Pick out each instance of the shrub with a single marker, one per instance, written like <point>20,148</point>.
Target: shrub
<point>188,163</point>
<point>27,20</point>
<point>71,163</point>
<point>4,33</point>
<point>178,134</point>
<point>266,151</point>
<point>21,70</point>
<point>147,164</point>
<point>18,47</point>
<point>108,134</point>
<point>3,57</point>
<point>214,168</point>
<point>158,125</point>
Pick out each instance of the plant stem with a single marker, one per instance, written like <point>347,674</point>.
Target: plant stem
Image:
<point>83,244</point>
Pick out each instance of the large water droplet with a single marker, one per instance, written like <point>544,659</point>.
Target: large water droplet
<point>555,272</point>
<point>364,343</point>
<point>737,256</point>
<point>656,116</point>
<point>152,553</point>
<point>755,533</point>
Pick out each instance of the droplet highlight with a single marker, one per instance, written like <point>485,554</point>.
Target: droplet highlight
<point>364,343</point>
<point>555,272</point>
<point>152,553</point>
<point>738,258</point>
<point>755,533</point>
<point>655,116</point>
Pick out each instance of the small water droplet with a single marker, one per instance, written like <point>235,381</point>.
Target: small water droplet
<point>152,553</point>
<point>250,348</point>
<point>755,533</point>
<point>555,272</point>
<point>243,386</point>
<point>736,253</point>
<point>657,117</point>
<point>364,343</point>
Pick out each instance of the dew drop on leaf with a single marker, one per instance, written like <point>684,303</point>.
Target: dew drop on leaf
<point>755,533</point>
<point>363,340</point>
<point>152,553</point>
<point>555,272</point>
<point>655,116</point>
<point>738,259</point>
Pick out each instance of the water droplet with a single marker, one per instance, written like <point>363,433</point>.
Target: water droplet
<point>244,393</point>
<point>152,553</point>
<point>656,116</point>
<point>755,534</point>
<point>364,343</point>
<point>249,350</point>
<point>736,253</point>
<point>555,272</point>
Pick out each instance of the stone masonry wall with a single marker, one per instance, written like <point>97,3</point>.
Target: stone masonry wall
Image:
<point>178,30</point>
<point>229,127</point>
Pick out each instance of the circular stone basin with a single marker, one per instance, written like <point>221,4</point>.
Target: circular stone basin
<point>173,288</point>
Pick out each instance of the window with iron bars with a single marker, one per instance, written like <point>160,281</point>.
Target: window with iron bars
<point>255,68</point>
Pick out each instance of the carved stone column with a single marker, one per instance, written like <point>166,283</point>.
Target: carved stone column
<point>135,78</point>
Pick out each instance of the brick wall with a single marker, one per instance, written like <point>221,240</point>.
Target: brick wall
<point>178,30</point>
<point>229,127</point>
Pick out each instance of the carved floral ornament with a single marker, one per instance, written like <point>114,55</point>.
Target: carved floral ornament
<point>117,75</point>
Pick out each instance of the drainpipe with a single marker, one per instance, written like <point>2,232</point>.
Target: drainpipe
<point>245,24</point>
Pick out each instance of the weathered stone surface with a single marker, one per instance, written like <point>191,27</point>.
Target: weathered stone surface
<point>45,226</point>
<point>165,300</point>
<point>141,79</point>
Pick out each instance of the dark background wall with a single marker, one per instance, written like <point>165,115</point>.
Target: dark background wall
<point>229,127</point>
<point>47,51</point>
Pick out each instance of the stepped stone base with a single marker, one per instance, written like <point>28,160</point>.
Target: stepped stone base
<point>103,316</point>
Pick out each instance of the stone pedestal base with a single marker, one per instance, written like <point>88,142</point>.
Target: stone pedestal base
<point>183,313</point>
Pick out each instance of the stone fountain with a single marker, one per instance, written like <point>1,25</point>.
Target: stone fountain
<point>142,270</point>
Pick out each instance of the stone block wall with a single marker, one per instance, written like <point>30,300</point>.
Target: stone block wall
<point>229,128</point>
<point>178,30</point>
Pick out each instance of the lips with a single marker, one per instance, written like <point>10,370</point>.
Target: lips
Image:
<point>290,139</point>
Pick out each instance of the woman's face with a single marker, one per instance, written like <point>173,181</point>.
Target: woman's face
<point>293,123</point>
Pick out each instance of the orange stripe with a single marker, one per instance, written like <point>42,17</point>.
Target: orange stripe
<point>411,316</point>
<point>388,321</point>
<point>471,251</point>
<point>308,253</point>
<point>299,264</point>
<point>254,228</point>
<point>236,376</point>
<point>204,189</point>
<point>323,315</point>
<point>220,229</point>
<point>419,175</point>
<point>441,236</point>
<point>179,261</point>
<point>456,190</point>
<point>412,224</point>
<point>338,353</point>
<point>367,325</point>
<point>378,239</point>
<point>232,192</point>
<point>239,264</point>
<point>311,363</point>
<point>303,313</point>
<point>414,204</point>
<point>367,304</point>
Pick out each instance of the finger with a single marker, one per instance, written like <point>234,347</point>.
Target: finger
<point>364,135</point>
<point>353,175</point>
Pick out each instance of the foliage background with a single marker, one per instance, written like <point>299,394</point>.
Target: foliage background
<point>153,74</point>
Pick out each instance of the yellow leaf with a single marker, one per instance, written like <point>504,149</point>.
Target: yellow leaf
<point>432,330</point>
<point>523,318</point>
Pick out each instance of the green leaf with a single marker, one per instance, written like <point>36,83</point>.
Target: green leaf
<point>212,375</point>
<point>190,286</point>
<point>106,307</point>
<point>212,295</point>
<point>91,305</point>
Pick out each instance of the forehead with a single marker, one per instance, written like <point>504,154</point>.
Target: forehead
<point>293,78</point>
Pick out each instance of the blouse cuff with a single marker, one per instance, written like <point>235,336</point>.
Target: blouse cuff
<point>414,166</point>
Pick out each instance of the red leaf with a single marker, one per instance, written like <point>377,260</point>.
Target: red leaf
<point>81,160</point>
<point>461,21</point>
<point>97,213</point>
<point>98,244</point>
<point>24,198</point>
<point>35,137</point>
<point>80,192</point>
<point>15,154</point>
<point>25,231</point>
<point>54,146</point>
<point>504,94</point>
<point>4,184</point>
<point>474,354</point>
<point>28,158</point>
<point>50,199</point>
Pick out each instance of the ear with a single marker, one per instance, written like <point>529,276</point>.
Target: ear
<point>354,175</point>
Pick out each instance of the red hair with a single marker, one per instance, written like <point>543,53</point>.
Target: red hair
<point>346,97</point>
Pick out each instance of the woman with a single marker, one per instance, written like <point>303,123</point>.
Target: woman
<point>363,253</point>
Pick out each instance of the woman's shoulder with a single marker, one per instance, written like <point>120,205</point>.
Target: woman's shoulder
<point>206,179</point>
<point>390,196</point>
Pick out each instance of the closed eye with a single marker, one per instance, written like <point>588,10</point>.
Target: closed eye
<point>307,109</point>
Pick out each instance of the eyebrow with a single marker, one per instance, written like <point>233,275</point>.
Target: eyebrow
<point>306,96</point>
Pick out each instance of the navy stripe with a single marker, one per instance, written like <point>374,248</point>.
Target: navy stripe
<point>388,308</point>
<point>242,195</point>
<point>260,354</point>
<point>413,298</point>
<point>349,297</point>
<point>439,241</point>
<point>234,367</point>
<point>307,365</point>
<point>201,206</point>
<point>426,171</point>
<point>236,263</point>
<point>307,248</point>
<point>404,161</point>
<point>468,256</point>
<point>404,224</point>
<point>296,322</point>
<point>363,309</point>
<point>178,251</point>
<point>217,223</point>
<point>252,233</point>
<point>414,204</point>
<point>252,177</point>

> [Task brief]: Copy the rows word for word, from the first line through the line that contains "<point>738,259</point>", including that line.

> [Finished task]:
Pick out each instance of the shrub with a single marker, one per instance, written like <point>20,148</point>.
Target: shrub
<point>188,163</point>
<point>27,20</point>
<point>71,163</point>
<point>4,33</point>
<point>178,134</point>
<point>266,151</point>
<point>21,70</point>
<point>147,164</point>
<point>18,47</point>
<point>108,134</point>
<point>3,57</point>
<point>214,168</point>
<point>158,125</point>
Pick out each instance of the plant stem with a single marker, one per instance, written like <point>347,674</point>.
Target: plant stem
Image:
<point>83,244</point>
Pick out each instance of the large water droplet with a single marker, one per instance, written like <point>544,659</point>.
Target: large water droplet
<point>555,272</point>
<point>364,343</point>
<point>737,256</point>
<point>656,116</point>
<point>152,553</point>
<point>755,533</point>
Pick out each instance of the droplet highlight with a single marker, one per instance, written like <point>485,554</point>.
Target: droplet highlight
<point>364,343</point>
<point>555,272</point>
<point>152,553</point>
<point>738,258</point>
<point>755,533</point>
<point>655,116</point>
Pick out each instance of the small water droplet with a single marker, one per instance, written like <point>235,381</point>.
Target: small water droplet
<point>152,553</point>
<point>250,348</point>
<point>755,533</point>
<point>555,272</point>
<point>243,386</point>
<point>736,253</point>
<point>657,117</point>
<point>364,343</point>
Pick out each instance of the dew drop on leaf with a single marker, one per instance, written like <point>684,303</point>.
Target: dew drop on leaf
<point>755,533</point>
<point>363,340</point>
<point>152,553</point>
<point>555,272</point>
<point>655,116</point>
<point>738,259</point>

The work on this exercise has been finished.